**Extract to read**
┄┄┄┄┄┄┄┄┄┄

Digital Footprint – a strategic asset

Jun 16, 2022

Creating strategic digital marketing collateral

A managed Digital Footprint may well have changed our ability to communicate with our environment and the way we do business, but fundamentally, the rules of engagement and marketing have stayed the same; relationship management and brand building are still all about delivering on the organisational objectives and contributing to the bottom line and as such, the planning of our web presence requires an investment in strategic thought.

Forget digital marketing for digital marketing’s sake – your Digital Footprint is a strategic asset

These days, post pandemic our websites have become applications for engaging with the audience.

Throughout the years companies have needed marketing collateral to position their brand to their best advantage, this includes brochure-ware, presentation folders, inserts, boilerplates on press releases, the website etc. and there is no reason why this should no longer be the case. Organisations need a strategically defined brand which acts as the fundamental backbone for all marketing and communication.

The website might be a manifestation of the brand because it contains the corporate messaging and the logos, but it is also a tool which the organisation can use to tell the audience where it thinks it is and what is important to the company. While the brand is a collection of experiences, we cannot expect our audiences to divine our purpose simply from their exposure to our employees, and as such, carefully written collateral is a critical tool in the brand management arsenal. We also need to tell people what it is we think we are and why we think we are better and what better opportunity than through our marketing material?

At the same time, with the power of the modern interactive web and the advent of the knowledge worker, businesses are no longer about the buildings, logos and balance sheets etc. They are being perceived as a collection of individuals who provide services and ensure that operational requirements are met, whether they are legal financial, technical etc. As such, we expect to speak to people and feel justifiably aggrieved when we are forced to talk to a call centre operator or run up against obstinate individuals who hide behind company policies. It is at the touch points of an organisation that we experience the brand, whether through the sales process, service in fixing a problem, collection on payment or delivery on service.

Unfortunately, with the world becoming obsessed with using social media to engage with audiences, we see a proliferation of unnecessary social media tools on so many websites. It is as though people are adding links for social media’s sake, without thinking about their strategic objectives; blogs stand sparsely populated, links are broken, pages left unattended. Why do I want to become a “Fan” of some arbitrary photography shop on Facebook? What is the point of following a business, all I get is some self-serving drivel, or worse still a price list, from someone who is married to his business. There are no interesting conversations or people to meet, the owner merely has access to Facebook and thinks that social media advertising is free.

┄┄┄┄┄┄┄┄┄┄

**Records supplied**
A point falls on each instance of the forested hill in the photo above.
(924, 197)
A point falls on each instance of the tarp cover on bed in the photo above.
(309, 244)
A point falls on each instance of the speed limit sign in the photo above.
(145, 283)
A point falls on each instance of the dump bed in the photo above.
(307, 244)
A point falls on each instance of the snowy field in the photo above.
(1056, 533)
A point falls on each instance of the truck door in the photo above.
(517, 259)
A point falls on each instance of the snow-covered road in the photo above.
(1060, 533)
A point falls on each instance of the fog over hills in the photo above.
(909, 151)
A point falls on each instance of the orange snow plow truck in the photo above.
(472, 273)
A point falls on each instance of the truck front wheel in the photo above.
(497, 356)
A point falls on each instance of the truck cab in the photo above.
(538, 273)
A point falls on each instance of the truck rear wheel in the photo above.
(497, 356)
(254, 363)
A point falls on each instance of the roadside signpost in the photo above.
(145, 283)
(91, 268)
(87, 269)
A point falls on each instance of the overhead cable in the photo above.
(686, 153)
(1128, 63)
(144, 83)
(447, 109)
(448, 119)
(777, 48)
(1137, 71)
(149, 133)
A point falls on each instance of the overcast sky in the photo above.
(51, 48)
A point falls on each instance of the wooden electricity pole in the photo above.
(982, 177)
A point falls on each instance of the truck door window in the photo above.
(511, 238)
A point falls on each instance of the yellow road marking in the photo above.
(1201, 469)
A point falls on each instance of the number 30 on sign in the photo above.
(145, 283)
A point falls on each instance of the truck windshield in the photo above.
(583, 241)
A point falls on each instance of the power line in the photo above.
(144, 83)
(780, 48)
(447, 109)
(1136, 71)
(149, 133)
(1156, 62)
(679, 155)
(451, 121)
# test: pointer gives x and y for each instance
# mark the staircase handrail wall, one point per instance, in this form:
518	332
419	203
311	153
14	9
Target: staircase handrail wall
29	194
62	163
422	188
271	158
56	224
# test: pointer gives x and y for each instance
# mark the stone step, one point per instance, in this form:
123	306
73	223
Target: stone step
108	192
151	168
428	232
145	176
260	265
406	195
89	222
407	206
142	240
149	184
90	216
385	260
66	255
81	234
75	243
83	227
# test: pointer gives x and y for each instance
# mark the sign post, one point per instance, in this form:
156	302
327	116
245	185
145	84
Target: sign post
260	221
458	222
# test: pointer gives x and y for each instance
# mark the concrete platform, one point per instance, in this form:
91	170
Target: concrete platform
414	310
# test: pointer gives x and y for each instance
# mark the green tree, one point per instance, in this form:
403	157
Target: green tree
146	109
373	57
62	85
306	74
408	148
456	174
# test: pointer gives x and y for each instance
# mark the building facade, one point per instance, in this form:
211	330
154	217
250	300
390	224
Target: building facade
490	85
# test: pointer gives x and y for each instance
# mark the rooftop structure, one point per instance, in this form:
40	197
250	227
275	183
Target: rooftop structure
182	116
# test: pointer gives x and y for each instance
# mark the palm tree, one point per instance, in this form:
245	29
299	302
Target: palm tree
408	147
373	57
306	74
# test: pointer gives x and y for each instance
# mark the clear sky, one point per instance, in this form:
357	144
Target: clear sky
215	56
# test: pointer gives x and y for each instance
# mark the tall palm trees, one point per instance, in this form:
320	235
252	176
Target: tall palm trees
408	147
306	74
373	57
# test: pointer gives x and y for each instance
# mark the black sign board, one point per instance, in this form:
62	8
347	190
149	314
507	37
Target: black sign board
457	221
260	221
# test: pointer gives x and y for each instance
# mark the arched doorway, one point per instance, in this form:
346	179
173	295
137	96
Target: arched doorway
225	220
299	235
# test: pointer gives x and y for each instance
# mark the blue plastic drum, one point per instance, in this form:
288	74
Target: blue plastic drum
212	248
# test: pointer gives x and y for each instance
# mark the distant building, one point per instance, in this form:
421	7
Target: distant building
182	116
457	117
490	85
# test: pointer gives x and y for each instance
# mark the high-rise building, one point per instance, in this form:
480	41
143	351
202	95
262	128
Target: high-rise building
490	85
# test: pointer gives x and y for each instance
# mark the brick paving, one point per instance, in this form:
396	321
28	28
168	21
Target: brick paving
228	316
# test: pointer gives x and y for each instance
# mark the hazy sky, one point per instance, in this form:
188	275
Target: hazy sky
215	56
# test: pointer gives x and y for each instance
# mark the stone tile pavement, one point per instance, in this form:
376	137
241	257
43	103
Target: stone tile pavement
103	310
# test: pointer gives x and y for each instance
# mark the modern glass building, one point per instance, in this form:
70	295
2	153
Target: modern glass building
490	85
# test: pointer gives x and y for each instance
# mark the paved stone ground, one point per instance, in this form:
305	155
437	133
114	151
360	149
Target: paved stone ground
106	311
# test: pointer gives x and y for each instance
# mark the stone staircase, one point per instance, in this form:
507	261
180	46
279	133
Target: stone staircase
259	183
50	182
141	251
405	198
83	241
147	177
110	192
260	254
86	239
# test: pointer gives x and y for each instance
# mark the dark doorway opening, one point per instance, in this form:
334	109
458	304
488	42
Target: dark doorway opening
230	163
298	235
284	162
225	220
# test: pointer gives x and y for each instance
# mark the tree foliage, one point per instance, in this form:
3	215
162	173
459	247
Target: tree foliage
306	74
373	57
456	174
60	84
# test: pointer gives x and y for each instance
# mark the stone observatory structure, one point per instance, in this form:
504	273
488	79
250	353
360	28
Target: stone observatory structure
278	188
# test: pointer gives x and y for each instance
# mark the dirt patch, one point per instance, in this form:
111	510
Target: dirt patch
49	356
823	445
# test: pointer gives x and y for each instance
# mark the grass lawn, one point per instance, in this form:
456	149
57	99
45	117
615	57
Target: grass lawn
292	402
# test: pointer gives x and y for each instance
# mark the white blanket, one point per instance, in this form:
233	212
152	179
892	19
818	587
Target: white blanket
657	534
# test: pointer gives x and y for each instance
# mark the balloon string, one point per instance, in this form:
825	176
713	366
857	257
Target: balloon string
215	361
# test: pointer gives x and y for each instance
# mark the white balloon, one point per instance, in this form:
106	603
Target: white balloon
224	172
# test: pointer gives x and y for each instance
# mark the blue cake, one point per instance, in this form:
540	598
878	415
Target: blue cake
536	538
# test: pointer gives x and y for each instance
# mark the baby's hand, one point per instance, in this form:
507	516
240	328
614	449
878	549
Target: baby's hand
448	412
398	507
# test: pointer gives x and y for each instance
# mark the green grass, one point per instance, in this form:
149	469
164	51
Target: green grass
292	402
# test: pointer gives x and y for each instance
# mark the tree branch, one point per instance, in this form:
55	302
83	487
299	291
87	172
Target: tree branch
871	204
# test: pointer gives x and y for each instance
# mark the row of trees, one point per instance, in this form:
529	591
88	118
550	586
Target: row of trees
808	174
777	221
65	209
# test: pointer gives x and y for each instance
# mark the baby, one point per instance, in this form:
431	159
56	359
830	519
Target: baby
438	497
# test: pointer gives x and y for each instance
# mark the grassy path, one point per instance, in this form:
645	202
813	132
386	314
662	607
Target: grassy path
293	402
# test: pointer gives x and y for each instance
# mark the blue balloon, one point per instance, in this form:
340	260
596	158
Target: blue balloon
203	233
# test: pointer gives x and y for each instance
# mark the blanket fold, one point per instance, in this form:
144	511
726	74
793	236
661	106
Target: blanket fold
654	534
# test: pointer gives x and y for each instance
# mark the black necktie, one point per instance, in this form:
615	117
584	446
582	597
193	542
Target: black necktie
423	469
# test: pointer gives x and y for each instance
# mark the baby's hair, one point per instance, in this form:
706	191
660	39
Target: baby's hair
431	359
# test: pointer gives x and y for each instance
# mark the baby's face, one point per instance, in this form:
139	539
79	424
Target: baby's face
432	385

┄┄┄┄┄┄┄┄┄┄

**Task requirements**
Return the passage of the Digital Footprint article from "Jun 16, 2022" to "in strategic thought.". The rows were taken from a separate source.

**Answer for the task**
Jun 16, 2022

Creating strategic digital marketing collateral

A managed Digital Footprint may well have changed our ability to communicate with our environment and the way we do business, but fundamentally, the rules of engagement and marketing have stayed the same; relationship management and brand building are still all about delivering on the organisational objectives and contributing to the bottom line and as such, the planning of our web presence requires an investment in strategic thought.